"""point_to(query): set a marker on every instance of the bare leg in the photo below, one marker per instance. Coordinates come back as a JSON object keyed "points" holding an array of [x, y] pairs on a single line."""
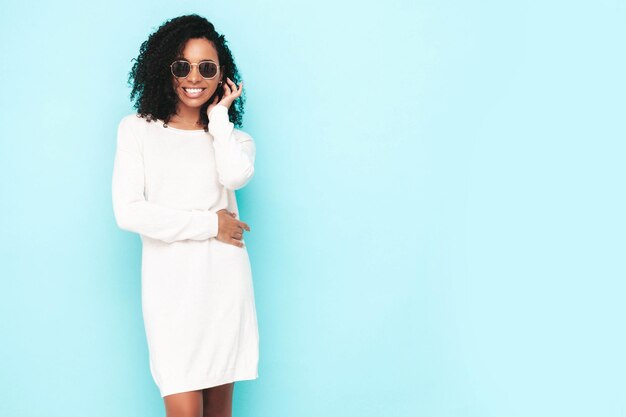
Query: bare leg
{"points": [[185, 404], [218, 401]]}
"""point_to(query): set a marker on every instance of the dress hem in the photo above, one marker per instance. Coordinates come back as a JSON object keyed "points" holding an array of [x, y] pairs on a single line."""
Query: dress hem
{"points": [[210, 382]]}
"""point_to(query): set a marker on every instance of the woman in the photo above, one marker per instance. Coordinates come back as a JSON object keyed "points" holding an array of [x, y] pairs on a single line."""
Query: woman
{"points": [[177, 164]]}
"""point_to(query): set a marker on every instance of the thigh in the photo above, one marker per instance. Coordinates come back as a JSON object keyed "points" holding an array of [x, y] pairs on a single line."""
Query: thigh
{"points": [[184, 404], [218, 401]]}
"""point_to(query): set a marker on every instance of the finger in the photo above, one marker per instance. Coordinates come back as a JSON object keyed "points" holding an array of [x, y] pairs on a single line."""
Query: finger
{"points": [[236, 90], [236, 242]]}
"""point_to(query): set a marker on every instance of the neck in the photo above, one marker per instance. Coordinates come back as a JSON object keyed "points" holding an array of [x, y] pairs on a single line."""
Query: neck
{"points": [[186, 115]]}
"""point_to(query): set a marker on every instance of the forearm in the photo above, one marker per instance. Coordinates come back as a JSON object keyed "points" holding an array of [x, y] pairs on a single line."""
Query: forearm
{"points": [[234, 151]]}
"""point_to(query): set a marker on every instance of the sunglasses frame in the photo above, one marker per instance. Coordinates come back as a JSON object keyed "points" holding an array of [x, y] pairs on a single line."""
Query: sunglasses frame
{"points": [[191, 69]]}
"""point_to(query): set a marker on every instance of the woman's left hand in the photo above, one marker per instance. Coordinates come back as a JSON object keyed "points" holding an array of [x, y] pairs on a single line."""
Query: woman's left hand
{"points": [[231, 92]]}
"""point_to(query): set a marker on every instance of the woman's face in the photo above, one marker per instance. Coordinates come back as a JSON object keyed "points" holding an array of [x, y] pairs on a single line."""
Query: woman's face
{"points": [[197, 50]]}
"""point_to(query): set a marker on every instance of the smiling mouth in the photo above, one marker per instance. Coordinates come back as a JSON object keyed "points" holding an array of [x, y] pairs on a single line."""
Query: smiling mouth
{"points": [[193, 92]]}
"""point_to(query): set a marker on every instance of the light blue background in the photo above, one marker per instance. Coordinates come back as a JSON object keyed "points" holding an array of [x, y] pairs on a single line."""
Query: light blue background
{"points": [[437, 212]]}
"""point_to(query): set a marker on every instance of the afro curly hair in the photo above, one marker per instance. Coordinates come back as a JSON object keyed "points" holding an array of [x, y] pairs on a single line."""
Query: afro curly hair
{"points": [[151, 79]]}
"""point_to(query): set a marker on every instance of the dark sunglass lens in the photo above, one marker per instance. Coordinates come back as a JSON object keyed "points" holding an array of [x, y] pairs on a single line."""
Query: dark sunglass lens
{"points": [[208, 69], [180, 68]]}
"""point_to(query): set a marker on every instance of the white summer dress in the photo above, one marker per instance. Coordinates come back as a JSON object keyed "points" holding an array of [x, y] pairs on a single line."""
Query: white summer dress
{"points": [[196, 291]]}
————————
§ **TASK**:
Leave out the pictures, and give all the records again exactly.

§ **TASK RESULT**:
"""point_to(query): set a marker on every instance of the bare leg in the photo below, one marker per instance. Coordinates come back as a JSON object keyed "points" holding an array of [x, y] pairs on a single line."""
Query: bare leg
{"points": [[185, 404], [218, 401]]}
"""point_to(query): set a marker on every instance of the dress hem in the photo above, one marker per instance. Coordinates come back as a JSON object keyed "points" holding an array of [x, y] pairs on a single line."""
Query: dress hem
{"points": [[210, 382]]}
"""point_to(query): set a marker on every instance of the woman in the photo above, one marker per instance. Coordinates come back as a JSON object keyed "points" holding an array of [x, y] pairs on a single line."""
Query: woman
{"points": [[177, 164]]}
"""point_to(query): set a marker on every instance of the thigh in the photo above, one marker per instance. Coordinates come back as a JSON object keyed "points" holding an array of [x, y] pairs on a single line."""
Query: thigh
{"points": [[184, 404], [218, 401]]}
"""point_to(query): set a marker on every instance of the finger in the photo above, one marker per instance. Coordinates come back as a JSON object keyed "points" holding an array of [x, y] pairs on a single line."""
Query: finger
{"points": [[236, 90], [236, 242]]}
"""point_to(query): set a marker on every instance of the neck in the photo above, one marker per instance. Coordinates come back as a JSON object keyed "points" holding an array of [x, y] pairs on a single line."""
Query: neck
{"points": [[186, 115]]}
"""point_to(query): set a marker on every instance of the forearm in the photo above, one marker per instance. Coordinates come back as a JSON object keyed "points" holding an array of [x, y] pairs on a single line."""
Query: forearm
{"points": [[234, 151]]}
"""point_to(query): set a marker on every instance of the sunglasses frame in the photo above, one marker per instance. Coordinates come back as a JSON object keyed "points" holding an array of [x, y] pairs on a single line."""
Query: sunglasses frame
{"points": [[191, 69]]}
"""point_to(query): set a marker on every instance of the woman's left hand in the photo above, one marker per instance. Coordinates come back as a JSON object keyed "points" holding an array of [x, y] pairs on a single line."""
Query: woman's left hand
{"points": [[231, 92]]}
"""point_to(query): set a marker on every instance of the woman's face in the photo above, one marker per instance. Coordinates come back as a JSON object keyed "points" holding an array of [x, y] pairs on a single line."""
Query: woman's face
{"points": [[197, 50]]}
"""point_to(query): set a marker on every instance of the smiling mouth in the photo above, one marker per instance. Coordinates come back as a JSON object keyed "points" holding an array of [x, y] pairs on a single line."""
Query: smiling mouth
{"points": [[193, 92]]}
"""point_to(query): set a marker on every instance of the light blue background in the photo above, one marker per instance. Coordinates come back as a JSON object keyed "points" holding an array of [x, y] pairs on a single line."""
Query: light blue background
{"points": [[437, 212]]}
"""point_to(query): set a marker on every instance of the afro curly hair in the photo above, one marker per instance. Coordinates come back as a JSON object keyed "points" holding an array of [x, y] pairs on a single line."""
Query: afro curly hair
{"points": [[151, 79]]}
"""point_to(query): set a marker on every instance of the dark sunglass lens in the photo above, one marker per instance. Coordinates come back as a JSON object keyed "points" holding an array of [x, y] pairs on a single line."""
Query: dark sunglass lens
{"points": [[208, 69], [180, 68]]}
"""point_to(query): set a marker on every instance of the white summer dress in the photo above, one marker per instance. Coordinates come back as a JSON object keyed "points" holding an array of [x, y] pairs on a single line."""
Query: white summer dress
{"points": [[196, 291]]}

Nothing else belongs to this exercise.